Data extract —
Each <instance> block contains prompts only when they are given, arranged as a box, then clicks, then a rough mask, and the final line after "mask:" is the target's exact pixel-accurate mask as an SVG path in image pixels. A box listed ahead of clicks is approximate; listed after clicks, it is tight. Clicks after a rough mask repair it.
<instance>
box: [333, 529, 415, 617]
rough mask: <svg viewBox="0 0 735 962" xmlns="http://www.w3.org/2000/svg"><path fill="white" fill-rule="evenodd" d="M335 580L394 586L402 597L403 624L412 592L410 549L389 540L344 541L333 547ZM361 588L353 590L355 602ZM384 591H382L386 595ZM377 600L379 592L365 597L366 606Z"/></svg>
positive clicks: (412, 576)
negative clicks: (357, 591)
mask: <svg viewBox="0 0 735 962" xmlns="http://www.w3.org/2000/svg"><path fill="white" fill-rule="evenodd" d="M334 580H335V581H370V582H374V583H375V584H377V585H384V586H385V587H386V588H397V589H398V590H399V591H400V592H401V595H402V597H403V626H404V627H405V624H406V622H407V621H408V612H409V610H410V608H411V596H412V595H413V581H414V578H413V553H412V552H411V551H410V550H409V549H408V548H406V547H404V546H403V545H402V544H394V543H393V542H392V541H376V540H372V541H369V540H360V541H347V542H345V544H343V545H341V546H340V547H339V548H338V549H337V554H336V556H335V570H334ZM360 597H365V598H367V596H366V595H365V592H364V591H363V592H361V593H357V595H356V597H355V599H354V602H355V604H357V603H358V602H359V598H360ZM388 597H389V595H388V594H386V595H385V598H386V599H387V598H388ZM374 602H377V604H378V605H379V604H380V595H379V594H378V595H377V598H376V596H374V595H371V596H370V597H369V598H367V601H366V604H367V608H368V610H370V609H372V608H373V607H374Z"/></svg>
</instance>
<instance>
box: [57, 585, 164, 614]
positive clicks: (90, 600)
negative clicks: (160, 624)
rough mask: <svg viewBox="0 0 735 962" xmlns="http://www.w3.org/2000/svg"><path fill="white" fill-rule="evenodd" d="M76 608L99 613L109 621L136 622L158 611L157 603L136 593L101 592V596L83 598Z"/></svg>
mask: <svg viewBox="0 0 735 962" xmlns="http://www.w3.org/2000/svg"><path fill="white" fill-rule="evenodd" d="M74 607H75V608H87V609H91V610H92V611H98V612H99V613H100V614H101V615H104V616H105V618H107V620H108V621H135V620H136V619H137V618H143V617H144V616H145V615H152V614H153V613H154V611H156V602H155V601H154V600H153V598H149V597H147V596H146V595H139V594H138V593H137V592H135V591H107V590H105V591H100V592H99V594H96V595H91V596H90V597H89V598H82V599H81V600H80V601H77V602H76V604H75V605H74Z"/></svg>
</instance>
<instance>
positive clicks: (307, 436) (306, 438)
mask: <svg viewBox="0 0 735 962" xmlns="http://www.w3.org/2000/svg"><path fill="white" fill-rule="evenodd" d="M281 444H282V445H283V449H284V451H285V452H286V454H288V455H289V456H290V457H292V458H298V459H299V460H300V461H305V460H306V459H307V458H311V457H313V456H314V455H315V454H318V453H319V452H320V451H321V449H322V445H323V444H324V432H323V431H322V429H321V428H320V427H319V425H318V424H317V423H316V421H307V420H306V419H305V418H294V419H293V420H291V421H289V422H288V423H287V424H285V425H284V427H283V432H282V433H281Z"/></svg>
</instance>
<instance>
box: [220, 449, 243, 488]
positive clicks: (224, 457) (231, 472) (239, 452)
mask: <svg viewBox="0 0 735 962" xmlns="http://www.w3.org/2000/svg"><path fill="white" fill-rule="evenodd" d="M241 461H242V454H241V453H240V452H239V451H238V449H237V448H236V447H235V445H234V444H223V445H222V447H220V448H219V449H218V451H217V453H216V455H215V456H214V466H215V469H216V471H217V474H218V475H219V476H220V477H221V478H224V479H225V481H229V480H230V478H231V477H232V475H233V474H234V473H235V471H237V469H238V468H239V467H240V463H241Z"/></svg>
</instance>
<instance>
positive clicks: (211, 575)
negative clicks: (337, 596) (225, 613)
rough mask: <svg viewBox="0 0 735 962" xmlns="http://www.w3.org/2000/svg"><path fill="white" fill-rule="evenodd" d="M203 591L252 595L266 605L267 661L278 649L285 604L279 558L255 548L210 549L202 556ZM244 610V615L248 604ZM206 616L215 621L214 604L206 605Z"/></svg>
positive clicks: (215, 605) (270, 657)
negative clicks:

Prompt — Copy the listing above line for line, with no changes.

Solution to this task —
Each <instance> block contains prompts only when they are given, arranged as a box, then clicks, then a rough mask, and the final line after "mask:" is the target's exact pixel-accurate mask as an SVG path in image pixels. A box listed ahead of clicks is approximate; listed after clicks, it is tight. Clicks after a rough mask repair it.
<instance>
box: [333, 529, 415, 617]
rough mask: <svg viewBox="0 0 735 962" xmlns="http://www.w3.org/2000/svg"><path fill="white" fill-rule="evenodd" d="M335 580L394 586L402 597L403 624L412 592L410 549L389 540L344 541L333 547ZM361 588L353 590L355 602ZM384 591H382L386 595ZM377 600L379 592L365 597L366 606Z"/></svg>
positive clicks: (412, 576)
negative clicks: (357, 591)
mask: <svg viewBox="0 0 735 962" xmlns="http://www.w3.org/2000/svg"><path fill="white" fill-rule="evenodd" d="M334 580H335V581H370V582H374V583H375V584H377V585H384V586H385V587H386V588H397V589H398V590H399V591H400V592H401V595H402V597H403V626H404V627H405V624H406V622H407V621H408V612H409V610H410V608H411V596H412V595H413V581H414V578H413V553H412V552H411V551H410V550H409V549H408V548H406V547H404V546H403V545H402V544H394V543H393V542H392V541H376V540H372V541H369V540H360V541H347V542H345V544H343V545H341V546H340V547H339V548H338V549H337V554H336V556H335V570H334ZM360 597H365V598H367V596H366V595H365V592H364V591H363V592H361V593H357V595H356V597H355V599H354V602H355V604H357V603H358V602H359V598H360ZM388 597H389V595H388V594H386V595H385V598H386V599H387V598H388ZM374 602H377V604H378V605H379V604H380V595H379V594H378V595H377V598H376V596H374V595H371V596H370V597H369V598H367V601H366V604H367V608H368V610H370V609H372V608H373V607H374Z"/></svg>
</instance>
<instance>
box: [57, 585, 164, 614]
positive clicks: (90, 600)
negative clicks: (160, 624)
rough mask: <svg viewBox="0 0 735 962" xmlns="http://www.w3.org/2000/svg"><path fill="white" fill-rule="evenodd" d="M76 608L99 613L109 621L136 622L158 611L157 603L136 593L101 592V596L83 598Z"/></svg>
mask: <svg viewBox="0 0 735 962" xmlns="http://www.w3.org/2000/svg"><path fill="white" fill-rule="evenodd" d="M74 607H75V608H87V609H91V610H92V611H98V612H99V613H100V614H101V615H104V616H105V618H107V620H108V621H135V620H136V619H137V618H143V617H144V616H145V615H152V614H153V613H154V611H156V602H155V601H154V600H153V598H149V597H147V596H146V595H139V594H138V593H137V592H135V591H107V590H105V591H100V592H99V594H96V595H91V596H90V597H89V598H82V599H81V600H80V601H77V602H76V604H75V605H74Z"/></svg>
</instance>
<instance>
positive clicks: (307, 436) (306, 438)
mask: <svg viewBox="0 0 735 962" xmlns="http://www.w3.org/2000/svg"><path fill="white" fill-rule="evenodd" d="M281 444H282V445H283V449H284V451H285V452H286V454H288V455H289V456H290V457H292V458H298V459H299V460H300V461H305V460H306V459H307V458H311V457H313V456H314V455H315V454H318V453H319V452H320V451H321V449H322V445H323V444H324V432H323V431H322V429H321V428H320V427H319V425H318V424H317V423H316V421H307V420H306V419H305V418H294V419H293V420H291V421H289V422H288V423H287V424H285V425H284V427H283V432H282V433H281Z"/></svg>
</instance>
<instance>
box: [220, 449, 243, 488]
positive clicks: (224, 457) (231, 472) (239, 452)
mask: <svg viewBox="0 0 735 962" xmlns="http://www.w3.org/2000/svg"><path fill="white" fill-rule="evenodd" d="M241 461H242V454H241V453H240V452H239V451H238V449H237V448H236V447H235V445H234V444H223V445H222V447H220V448H219V449H218V451H217V453H216V455H215V456H214V466H215V469H216V471H217V474H218V475H219V476H220V477H221V478H224V479H225V481H229V480H230V478H231V477H232V475H233V474H234V473H235V471H237V469H238V468H239V467H240V463H241Z"/></svg>
</instance>
<instance>
positive clicks: (211, 575)
negative clicks: (337, 596) (225, 613)
rough mask: <svg viewBox="0 0 735 962" xmlns="http://www.w3.org/2000/svg"><path fill="white" fill-rule="evenodd" d="M203 591L252 595L266 605L267 661L278 649L285 604L279 558L255 548L210 549L202 556ZM244 610V615L248 604ZM206 616L215 621L214 604L206 605Z"/></svg>
positive clicks: (215, 605) (270, 657)
negative clicks:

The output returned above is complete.